▸ **Description of the task**:
Print the following part of the plane crash report word for word, starting with "Two other passengers" and going on through "for the musician.".

Saturday, September 20, 2008

Plane Crash.



COLUMBIA, S.C. (KABC) -- Two names well-known to Los Angeles nightlife are the sole-survivors of a deadly plane crash in South Carolina.
Former Blink-182 drummer, Travis Barker, and Adam Goldstein--known professionally as DJ AM, were critically injured in the plane crash that claimed the lives of four other people.

Federal Aviation Administration spokeswoman Kathleen Bergen said the plane carrying six people was departing shortly before midnight Friday when air traffic controllers reporting seeing sparks. The plane headed for Van Nuys, Calif., went off a runway, through a fence and crashed on a nearby road, officials said.

Barker and DJ AM were in critical condition at a burn center in Augusta, Ga., about 75 miles southwest of Columbia, hospital spokeswoman Beth Frits said.

Two other passengers - Chris Baker, 29, of Studio City, Calif., and Charles Still, 25, of Los Angeles - died, as did pilot Sarah Lemmon, 31, of Anaheim Hills, Calif., and co-pilot James Bland, 52, of Carlsbad, according to the county coroner. Baker was an assistant to Barker and Still was a security guard for the musician.

▸ **Extracted data**:
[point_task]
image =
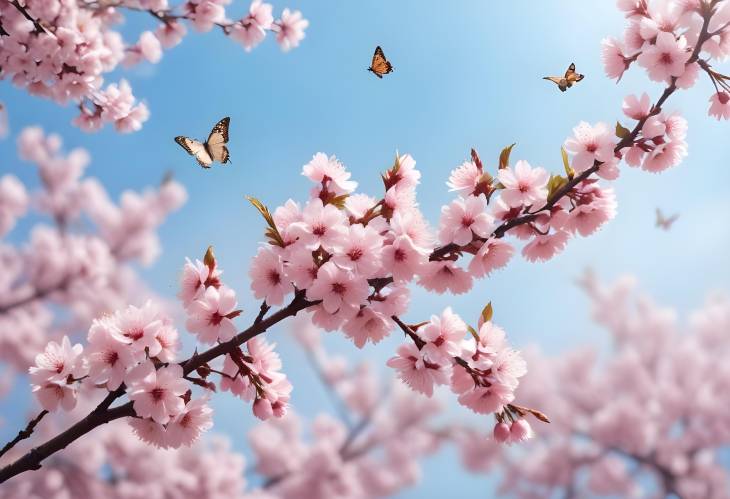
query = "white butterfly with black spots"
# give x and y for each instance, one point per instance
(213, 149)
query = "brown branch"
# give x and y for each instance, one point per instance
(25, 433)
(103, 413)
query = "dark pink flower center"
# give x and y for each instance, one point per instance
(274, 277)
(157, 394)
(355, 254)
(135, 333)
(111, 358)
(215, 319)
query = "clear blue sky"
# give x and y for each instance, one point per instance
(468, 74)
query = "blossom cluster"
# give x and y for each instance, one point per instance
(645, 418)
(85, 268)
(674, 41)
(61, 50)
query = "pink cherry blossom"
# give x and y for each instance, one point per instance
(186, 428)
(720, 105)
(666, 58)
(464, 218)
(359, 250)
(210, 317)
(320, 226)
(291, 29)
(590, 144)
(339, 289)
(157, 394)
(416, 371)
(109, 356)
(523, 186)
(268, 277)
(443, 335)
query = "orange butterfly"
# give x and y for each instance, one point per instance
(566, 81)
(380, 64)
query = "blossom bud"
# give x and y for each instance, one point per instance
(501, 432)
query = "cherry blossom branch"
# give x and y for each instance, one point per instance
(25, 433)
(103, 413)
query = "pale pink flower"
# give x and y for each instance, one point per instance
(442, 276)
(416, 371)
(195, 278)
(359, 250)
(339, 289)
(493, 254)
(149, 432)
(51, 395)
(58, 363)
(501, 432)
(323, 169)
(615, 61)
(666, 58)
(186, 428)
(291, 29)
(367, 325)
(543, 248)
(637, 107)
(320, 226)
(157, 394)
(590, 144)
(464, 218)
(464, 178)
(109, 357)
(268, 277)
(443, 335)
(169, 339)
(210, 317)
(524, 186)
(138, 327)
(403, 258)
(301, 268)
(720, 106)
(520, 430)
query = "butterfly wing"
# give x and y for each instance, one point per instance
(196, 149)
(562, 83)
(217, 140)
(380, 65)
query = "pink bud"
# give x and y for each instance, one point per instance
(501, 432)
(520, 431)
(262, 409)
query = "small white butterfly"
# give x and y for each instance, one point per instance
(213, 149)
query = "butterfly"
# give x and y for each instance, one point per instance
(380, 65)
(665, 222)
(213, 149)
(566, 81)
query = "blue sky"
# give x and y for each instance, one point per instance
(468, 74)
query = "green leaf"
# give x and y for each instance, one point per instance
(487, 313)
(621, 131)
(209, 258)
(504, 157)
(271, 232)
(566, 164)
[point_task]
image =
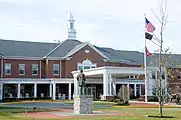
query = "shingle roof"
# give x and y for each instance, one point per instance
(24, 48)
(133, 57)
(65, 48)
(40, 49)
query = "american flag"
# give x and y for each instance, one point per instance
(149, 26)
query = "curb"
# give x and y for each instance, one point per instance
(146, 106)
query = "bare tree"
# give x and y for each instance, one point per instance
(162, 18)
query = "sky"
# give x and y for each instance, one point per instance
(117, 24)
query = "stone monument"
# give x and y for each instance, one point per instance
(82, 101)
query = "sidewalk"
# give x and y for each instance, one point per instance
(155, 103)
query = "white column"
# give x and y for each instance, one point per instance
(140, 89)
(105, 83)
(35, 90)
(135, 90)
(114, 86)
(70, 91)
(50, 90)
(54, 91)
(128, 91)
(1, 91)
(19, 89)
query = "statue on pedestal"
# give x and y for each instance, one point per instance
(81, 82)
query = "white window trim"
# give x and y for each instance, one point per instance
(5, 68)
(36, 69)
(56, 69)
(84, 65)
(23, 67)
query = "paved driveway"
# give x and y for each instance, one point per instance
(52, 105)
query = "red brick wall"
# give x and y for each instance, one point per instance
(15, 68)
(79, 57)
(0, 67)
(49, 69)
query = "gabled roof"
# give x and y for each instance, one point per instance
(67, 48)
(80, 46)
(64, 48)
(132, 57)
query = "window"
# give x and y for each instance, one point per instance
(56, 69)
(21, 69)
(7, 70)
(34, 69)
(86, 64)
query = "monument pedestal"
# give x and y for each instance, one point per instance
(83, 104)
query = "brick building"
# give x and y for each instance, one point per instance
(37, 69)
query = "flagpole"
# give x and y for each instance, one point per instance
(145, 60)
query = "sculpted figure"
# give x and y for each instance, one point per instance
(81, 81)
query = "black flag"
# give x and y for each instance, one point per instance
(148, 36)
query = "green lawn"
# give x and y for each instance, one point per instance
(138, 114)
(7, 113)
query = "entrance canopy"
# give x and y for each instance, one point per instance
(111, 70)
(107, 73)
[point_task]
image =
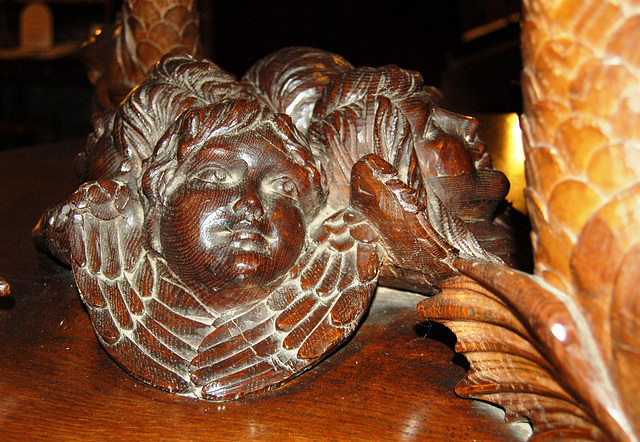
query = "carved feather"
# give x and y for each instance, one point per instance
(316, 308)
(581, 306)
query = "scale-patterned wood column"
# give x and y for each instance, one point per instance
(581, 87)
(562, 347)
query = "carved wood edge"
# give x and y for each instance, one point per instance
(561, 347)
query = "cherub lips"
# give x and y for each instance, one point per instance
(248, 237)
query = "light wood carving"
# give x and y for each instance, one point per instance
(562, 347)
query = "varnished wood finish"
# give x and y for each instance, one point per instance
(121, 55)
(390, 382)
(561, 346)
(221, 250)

▸ **Answer to this task**:
Two other passengers - Chris Baker, 29, of Studio City, Calif., and Charles Still, 25, of Los Angeles - died, as did pilot Sarah Lemmon, 31, of Anaheim Hills, Calif., and co-pilot James Bland, 52, of Carlsbad, according to the county coroner. Baker was an assistant to Barker and Still was a security guard for the musician.